#### [INSTRUCTIONS FOR THE TASK]
Transcription, pictures excluded: write out the data below exactly.
[Start of section]
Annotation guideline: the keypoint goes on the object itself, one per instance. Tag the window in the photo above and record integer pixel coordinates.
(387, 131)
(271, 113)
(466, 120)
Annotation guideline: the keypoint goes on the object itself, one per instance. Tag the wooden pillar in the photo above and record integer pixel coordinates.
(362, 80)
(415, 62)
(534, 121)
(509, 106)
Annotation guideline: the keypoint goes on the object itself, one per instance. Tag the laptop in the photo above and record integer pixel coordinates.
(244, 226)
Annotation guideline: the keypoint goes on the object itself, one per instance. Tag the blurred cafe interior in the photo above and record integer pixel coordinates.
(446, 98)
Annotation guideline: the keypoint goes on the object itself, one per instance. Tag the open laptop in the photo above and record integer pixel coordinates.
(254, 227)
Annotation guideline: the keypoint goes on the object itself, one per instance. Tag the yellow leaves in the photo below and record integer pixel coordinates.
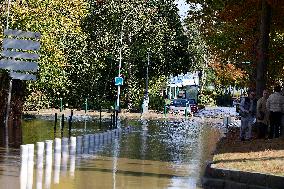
(227, 74)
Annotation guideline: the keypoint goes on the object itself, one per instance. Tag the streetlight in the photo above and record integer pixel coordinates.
(120, 60)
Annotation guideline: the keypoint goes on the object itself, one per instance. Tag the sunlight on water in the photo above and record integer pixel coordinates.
(142, 154)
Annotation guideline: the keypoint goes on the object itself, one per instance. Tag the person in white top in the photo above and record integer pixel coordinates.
(275, 106)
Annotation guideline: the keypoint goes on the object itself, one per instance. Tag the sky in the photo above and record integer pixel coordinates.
(183, 8)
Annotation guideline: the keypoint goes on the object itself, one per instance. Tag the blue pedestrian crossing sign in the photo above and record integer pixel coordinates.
(118, 81)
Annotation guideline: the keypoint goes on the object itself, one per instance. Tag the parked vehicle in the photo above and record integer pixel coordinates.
(182, 105)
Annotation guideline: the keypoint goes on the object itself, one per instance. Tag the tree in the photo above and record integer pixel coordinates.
(238, 32)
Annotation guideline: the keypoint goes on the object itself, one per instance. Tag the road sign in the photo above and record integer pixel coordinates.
(21, 47)
(15, 65)
(118, 81)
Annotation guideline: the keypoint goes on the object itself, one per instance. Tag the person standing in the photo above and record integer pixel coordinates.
(275, 106)
(247, 113)
(262, 115)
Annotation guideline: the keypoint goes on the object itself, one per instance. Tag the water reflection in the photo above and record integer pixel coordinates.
(146, 155)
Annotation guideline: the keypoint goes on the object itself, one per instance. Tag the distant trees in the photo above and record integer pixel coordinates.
(241, 32)
(80, 48)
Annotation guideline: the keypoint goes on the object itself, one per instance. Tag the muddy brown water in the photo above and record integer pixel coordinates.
(154, 154)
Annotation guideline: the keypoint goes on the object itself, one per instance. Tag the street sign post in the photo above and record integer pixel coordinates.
(118, 81)
(20, 55)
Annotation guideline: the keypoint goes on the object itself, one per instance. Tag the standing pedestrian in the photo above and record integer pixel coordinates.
(262, 117)
(247, 113)
(275, 106)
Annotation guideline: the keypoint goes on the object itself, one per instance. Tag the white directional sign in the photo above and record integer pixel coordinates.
(18, 65)
(20, 53)
(21, 76)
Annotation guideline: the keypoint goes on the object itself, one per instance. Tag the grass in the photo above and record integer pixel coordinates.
(258, 155)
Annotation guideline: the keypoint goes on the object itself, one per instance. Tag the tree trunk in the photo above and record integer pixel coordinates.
(263, 48)
(17, 98)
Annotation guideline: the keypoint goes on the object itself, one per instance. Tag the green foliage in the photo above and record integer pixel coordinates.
(80, 47)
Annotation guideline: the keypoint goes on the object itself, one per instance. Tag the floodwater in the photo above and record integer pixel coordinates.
(145, 154)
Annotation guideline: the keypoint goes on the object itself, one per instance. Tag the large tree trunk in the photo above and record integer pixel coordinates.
(4, 87)
(17, 98)
(263, 48)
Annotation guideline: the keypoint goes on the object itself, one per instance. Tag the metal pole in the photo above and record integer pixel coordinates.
(86, 105)
(9, 102)
(8, 14)
(11, 81)
(119, 68)
(120, 57)
(147, 77)
(61, 105)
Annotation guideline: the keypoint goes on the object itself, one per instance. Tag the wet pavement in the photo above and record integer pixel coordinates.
(145, 154)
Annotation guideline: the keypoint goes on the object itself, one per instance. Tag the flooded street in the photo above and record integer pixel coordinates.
(143, 154)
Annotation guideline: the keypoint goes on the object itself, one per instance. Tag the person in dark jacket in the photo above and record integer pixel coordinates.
(248, 115)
[End of section]
#### [WRITTEN ANSWER]
Annotation guideline: the keypoint goes on the object itself, one per instance. Tag the window in the photo above and record integer pixel coordinates.
(387, 131)
(271, 113)
(466, 120)
Annotation guideline: the keypoint goes on the object itself, one per instance. Tag the wooden pillar in the photo above and record integer pixel coordinates.
(362, 80)
(415, 62)
(534, 121)
(509, 106)
Annotation guideline: the keypoint goes on the object itself, one per instance. Tag the laptop in the photo above and record integer pixel coordinates.
(244, 226)
Annotation guideline: the keypoint goes on the object itself, one per instance. Tag the blurred cafe interior in the photo above and record integer pixel coordinates.
(446, 98)
Annotation guideline: the keypoint goes on the object itself, one per instance. Tag the open laptop in the photo above and record integer pixel coordinates.
(254, 227)
Annotation guideline: the keypoint goes on the object itself, one per instance. Tag the yellow leaves in the photo below and record integer pixel coordinates.
(227, 74)
Annotation guideline: the keypoint goes on the object itself, one per instance. Tag the streetlight in the photo above and record integer pixel coordinates.
(120, 60)
Annotation guideline: the keypoint goes on the object itself, one per instance. Tag the sunlight on water in the photo above and record integer pixel coordinates.
(142, 154)
Annotation guideline: the keypoint goes on the object itself, one per instance. Tag the person in white top in the photo above and record integer pixel coordinates.
(275, 106)
Annotation guideline: the keypoint goes on the object itself, one per instance. Tag the sky in the photo above and record integer pixel coordinates.
(183, 8)
Annotation guideline: the keypoint goes on the object itself, one per instance. Tag the blue pedestrian crossing sign in the photo above and record integer pixel coordinates.
(118, 81)
Annotation guideline: the keypoint goes on the object itself, one per instance. Tag the parked vehicle in the photo above and record integer pixel coordinates.
(182, 105)
Annotation guideline: the keypoint goes on the object itself, one per instance. Tag the tree in the photo above and record integer pixel coordinates.
(238, 32)
Annotation guideline: the keypoint goes on the object itself, one per instance. Tag the road sign in the photo above and record integer pixel coordinates.
(21, 47)
(15, 65)
(118, 81)
Annotation guideline: the keypoint goes on the object itself, one per instance. Tag the person standing in the photo above and record integer pixel coordinates.
(275, 106)
(247, 113)
(262, 115)
Annotation guideline: the keypoint goes on the object itself, one per instance. Tag the water reflection in the photo above and record integer pixel coordinates.
(146, 155)
Annotation guideline: the keypoint goes on the object itself, one per instance. Tag the distant trees in the photo above and record integer pixel coordinates.
(241, 32)
(80, 48)
Annotation guideline: the keypoint goes on the object itself, one per instance. Tag the muddy brown water in the photo above and record integer pixel coordinates.
(154, 154)
Annotation guideline: the keypoint goes on the object itself, one per instance. Tag the street sign post in the photo above and record integer pixel coordinates.
(118, 81)
(20, 55)
Annotation guideline: the keypoint goes on the object itself, one per instance. Tag the standing pedestrian in the photo above and record integer pixel coordinates.
(262, 117)
(247, 113)
(275, 106)
Annotation guideline: the keypoint goes on the object itself, one per instance. Tag the white directional sign in the photo above and record integer pixel coordinates.
(18, 65)
(20, 53)
(21, 76)
Annotation guideline: the keypoint goes on the object itself, one per instance. Tag the grass in the photo above and record integer pixel coordinates.
(258, 155)
Annotation guideline: the keypoint goes on the object itself, one per instance. Tag the tree trunk in the photo above and record integer pixel coordinates.
(263, 48)
(17, 98)
Annotation guideline: the keypoint goes on the object itself, one per instance. Tag the green foliage in the photo above and record integer pixel coordinates.
(80, 47)
Annotation guideline: the keypoint goes on the object itself, one per instance. Tag the floodwater in the photo above and record integer pixel coordinates.
(145, 154)
Annotation guideline: the keypoint goes on the object itself, one per instance. Tag the large tree trunk in the photo above and record integer pixel coordinates.
(4, 87)
(17, 98)
(263, 48)
Annotation guideline: the keypoint goes on the object itself, one per instance. Tag the metal pole in the photo above and record integer pixel coordinates.
(86, 105)
(9, 102)
(8, 14)
(11, 81)
(119, 68)
(120, 57)
(147, 77)
(61, 105)
Annotation guideline: the keypoint goes on the object itself, one per instance. Tag the wet pavement in the photo above and record integer pixel coordinates.
(145, 154)
Annotation guideline: the keypoint goes on the object itself, one per instance. Tag the flooded street in the photo above and record integer pixel coordinates.
(143, 154)
Annotation guideline: the keypoint goes on the object itself, one per instance. Tag the person in dark jacket in the photo above and record integer pixel coordinates.
(248, 115)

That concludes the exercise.